**The task**
From the line that contains "Query: metal chair back" to the final line of the entries, return every line exactly and leave out all others.

(Excerpts from a dataset)
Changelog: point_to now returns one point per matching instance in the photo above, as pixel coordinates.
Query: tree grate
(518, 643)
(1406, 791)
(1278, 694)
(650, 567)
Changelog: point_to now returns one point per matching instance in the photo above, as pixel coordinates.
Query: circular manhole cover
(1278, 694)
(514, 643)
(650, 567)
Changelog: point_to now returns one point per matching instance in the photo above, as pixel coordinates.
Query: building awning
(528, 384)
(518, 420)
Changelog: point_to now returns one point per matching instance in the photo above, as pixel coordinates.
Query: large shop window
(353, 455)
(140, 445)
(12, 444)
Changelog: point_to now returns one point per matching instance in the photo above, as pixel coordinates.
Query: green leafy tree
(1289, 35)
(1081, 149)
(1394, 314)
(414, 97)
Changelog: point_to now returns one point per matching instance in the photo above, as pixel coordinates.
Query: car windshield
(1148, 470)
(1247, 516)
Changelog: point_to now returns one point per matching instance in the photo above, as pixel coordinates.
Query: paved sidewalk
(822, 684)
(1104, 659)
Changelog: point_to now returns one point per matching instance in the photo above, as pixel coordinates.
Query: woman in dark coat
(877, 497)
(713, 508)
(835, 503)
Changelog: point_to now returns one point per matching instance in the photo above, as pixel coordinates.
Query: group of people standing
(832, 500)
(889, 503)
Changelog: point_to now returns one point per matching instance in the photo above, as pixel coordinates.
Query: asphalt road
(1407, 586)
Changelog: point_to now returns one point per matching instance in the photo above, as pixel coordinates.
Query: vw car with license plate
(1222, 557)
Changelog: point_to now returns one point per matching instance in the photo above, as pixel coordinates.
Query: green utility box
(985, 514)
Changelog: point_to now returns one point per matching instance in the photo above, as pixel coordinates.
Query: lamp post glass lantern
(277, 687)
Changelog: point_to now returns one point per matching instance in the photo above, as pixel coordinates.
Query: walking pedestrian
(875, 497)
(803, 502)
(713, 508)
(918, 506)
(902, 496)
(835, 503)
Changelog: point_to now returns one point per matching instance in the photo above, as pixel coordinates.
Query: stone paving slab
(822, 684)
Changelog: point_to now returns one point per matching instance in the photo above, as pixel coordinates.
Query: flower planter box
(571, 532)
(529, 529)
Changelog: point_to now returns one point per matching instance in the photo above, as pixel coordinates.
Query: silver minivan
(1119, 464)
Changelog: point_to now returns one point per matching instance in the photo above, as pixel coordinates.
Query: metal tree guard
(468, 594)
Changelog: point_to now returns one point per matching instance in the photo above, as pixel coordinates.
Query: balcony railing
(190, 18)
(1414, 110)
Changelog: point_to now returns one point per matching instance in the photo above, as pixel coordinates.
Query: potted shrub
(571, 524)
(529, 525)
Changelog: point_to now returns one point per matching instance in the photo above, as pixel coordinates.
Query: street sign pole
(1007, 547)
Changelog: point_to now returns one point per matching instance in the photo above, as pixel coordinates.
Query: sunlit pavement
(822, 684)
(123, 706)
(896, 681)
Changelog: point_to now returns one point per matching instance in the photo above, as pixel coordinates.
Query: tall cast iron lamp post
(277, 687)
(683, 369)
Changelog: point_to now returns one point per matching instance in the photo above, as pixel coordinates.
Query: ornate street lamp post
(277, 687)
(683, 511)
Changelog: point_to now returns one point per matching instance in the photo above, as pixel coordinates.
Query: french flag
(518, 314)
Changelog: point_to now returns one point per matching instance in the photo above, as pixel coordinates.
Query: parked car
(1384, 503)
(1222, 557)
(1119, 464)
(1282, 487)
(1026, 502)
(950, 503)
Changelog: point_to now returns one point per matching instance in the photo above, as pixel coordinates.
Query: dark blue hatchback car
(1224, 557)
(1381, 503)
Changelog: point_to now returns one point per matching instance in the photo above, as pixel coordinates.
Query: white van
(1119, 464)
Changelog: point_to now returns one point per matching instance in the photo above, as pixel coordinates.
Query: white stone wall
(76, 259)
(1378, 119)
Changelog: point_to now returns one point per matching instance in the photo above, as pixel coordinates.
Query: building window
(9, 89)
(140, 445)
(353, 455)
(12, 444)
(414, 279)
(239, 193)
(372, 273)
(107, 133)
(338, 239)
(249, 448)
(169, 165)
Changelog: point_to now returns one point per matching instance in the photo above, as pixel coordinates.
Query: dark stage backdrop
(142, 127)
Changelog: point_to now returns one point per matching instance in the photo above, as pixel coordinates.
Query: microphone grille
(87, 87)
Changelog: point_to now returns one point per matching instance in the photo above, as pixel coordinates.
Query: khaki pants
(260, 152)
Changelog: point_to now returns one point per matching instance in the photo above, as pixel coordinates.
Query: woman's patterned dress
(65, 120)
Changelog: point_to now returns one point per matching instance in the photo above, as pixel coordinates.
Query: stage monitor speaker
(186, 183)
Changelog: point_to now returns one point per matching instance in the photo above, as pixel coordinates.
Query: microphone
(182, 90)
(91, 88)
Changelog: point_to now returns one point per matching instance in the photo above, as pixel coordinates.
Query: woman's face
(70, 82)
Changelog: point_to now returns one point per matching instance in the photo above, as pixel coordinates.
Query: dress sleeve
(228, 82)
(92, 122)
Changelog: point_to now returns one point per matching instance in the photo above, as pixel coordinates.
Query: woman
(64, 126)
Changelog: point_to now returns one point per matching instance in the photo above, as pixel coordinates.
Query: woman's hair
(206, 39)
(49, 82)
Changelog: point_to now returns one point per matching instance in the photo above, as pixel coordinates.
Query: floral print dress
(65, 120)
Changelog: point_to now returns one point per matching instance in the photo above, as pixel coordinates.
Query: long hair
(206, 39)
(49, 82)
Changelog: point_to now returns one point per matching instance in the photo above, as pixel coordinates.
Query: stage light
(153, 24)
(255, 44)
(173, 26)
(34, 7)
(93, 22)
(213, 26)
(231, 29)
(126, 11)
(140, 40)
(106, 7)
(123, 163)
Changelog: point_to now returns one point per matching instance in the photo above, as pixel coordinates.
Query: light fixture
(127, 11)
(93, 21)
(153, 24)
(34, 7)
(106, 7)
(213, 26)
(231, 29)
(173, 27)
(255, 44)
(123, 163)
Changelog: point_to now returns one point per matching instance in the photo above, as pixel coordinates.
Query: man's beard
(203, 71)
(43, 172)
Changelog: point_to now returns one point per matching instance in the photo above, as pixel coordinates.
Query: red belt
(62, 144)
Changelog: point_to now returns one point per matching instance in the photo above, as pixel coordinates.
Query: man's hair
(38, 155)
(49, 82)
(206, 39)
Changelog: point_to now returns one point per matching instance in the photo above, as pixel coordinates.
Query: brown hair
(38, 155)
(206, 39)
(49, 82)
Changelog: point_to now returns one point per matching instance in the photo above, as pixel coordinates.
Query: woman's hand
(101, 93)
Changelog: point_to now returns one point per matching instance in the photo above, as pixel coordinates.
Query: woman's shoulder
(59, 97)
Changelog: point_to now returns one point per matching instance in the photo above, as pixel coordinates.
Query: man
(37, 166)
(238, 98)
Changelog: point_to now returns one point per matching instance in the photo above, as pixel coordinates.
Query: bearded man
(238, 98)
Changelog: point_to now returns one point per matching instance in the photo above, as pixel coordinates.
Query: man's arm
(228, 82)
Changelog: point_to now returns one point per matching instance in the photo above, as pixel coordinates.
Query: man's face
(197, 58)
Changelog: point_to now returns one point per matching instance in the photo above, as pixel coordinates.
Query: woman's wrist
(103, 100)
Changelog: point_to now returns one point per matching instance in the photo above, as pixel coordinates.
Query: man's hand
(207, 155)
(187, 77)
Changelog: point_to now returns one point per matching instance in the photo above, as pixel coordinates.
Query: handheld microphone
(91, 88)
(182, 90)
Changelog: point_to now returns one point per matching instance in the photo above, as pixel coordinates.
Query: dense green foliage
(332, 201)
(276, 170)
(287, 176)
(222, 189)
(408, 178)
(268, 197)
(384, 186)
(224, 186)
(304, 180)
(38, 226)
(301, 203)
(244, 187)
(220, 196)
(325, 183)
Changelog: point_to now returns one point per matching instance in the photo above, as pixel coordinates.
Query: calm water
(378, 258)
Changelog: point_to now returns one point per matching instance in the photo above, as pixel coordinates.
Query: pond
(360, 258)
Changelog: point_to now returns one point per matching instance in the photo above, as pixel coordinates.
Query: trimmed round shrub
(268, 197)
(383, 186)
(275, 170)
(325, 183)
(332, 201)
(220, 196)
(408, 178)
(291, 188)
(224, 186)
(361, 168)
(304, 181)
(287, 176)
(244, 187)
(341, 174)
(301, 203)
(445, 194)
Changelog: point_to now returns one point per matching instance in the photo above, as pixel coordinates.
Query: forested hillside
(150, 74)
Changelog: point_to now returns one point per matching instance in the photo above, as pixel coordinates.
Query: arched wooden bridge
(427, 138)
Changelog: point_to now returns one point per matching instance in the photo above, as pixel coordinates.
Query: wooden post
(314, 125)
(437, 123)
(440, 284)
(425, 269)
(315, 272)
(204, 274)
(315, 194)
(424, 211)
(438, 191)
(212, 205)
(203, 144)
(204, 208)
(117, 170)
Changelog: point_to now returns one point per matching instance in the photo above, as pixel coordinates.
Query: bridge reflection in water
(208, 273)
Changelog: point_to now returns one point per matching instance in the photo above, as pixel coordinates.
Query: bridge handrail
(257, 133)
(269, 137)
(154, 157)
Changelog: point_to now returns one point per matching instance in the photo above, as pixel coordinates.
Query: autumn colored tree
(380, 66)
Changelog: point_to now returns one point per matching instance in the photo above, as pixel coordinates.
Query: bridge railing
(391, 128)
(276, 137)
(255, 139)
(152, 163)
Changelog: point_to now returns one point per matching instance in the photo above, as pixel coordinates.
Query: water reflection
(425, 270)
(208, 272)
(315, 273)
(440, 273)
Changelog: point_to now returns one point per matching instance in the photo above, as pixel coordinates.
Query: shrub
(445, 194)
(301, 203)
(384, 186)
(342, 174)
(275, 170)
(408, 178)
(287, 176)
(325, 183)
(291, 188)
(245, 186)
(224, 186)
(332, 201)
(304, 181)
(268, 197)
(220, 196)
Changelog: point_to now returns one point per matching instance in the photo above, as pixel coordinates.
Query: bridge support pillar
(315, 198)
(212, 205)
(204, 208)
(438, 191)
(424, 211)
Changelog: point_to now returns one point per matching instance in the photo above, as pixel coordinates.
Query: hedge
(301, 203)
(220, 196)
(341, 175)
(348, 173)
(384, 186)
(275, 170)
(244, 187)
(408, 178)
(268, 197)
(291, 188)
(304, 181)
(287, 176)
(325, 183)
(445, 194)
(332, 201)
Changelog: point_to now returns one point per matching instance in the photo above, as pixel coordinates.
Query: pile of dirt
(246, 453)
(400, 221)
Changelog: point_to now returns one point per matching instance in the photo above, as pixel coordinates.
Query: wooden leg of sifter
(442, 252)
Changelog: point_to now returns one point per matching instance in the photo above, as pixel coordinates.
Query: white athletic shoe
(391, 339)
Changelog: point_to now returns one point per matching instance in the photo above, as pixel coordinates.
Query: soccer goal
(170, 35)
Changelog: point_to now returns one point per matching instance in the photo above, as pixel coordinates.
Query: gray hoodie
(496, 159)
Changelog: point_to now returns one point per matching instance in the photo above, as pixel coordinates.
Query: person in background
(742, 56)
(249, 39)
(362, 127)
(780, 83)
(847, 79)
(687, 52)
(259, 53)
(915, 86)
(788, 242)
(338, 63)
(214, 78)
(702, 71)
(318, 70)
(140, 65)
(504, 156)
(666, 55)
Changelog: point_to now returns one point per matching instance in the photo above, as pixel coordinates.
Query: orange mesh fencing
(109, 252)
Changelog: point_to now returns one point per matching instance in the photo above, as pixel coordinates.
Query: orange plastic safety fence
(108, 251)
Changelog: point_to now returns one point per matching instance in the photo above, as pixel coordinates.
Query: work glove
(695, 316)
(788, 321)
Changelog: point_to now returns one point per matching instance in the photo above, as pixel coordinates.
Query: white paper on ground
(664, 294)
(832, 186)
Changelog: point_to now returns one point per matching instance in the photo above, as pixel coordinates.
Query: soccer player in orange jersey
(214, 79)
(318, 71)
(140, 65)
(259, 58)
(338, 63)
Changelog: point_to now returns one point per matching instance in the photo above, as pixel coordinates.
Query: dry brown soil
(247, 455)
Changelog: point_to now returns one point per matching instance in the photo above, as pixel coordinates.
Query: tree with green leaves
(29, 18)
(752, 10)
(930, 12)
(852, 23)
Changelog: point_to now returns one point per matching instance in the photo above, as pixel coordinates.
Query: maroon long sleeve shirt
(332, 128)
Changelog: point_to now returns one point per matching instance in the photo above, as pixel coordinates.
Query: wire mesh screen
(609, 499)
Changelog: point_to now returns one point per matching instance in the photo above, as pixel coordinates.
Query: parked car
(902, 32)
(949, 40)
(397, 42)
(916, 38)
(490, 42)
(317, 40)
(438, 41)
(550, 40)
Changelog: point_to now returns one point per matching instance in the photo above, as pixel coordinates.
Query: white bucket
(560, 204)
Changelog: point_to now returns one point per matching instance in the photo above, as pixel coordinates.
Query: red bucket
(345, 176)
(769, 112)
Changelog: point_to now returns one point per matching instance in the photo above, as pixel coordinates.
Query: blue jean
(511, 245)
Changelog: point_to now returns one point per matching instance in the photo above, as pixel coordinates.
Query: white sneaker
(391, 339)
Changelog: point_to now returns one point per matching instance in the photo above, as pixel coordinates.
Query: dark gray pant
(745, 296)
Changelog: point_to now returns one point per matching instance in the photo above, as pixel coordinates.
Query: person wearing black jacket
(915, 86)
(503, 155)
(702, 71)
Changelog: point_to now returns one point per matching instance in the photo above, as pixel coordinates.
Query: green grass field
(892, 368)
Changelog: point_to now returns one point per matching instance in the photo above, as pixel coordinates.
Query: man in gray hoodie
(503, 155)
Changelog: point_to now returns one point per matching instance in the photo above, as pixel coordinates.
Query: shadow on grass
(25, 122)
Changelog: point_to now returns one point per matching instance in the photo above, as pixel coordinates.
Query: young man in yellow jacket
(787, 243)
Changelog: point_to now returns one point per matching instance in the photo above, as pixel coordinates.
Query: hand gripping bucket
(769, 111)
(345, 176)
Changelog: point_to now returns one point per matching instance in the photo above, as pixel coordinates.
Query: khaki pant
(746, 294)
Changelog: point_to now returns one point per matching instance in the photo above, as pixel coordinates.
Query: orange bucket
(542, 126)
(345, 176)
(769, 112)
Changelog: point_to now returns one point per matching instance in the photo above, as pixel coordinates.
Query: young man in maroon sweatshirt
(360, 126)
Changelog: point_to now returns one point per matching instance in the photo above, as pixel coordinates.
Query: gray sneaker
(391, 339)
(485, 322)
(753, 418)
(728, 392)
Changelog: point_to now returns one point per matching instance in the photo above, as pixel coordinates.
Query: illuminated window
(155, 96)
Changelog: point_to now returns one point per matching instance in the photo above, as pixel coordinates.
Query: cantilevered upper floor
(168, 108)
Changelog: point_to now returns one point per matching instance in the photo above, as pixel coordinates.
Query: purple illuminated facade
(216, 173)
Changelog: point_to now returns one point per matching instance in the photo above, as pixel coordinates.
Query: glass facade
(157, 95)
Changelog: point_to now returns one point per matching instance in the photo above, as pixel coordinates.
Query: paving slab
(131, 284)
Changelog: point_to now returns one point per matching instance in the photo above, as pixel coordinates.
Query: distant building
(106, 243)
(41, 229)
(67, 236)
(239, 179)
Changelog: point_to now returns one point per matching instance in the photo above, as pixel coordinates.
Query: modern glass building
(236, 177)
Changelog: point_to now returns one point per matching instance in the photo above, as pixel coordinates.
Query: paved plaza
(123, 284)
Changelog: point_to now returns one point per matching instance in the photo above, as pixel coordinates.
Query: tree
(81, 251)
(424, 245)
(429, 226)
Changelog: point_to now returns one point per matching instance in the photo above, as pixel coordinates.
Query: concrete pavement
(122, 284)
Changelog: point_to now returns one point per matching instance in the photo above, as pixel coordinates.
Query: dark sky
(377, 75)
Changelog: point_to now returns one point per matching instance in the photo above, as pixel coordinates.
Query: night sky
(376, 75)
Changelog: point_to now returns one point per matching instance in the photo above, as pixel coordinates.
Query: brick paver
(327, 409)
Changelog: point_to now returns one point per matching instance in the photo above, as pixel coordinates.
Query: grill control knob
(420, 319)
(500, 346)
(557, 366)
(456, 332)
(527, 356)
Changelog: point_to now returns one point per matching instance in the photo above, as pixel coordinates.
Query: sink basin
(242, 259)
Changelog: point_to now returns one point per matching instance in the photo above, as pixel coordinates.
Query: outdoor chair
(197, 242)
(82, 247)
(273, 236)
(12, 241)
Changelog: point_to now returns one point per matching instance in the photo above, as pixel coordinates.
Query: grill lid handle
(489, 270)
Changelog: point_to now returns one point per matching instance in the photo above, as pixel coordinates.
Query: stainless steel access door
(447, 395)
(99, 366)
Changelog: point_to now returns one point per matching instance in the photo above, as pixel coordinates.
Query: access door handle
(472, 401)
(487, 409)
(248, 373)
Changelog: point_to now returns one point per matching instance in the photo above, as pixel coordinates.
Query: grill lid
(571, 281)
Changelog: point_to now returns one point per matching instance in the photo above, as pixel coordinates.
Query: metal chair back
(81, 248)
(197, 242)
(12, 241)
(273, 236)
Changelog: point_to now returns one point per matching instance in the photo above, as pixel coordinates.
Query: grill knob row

**Response for this exercise**
Query: metal chair back
(81, 248)
(197, 242)
(12, 241)
(273, 236)
Changelog: point_to now returns one point per matching instance in the photo above, as pixel coordinates.
Query: grill knob row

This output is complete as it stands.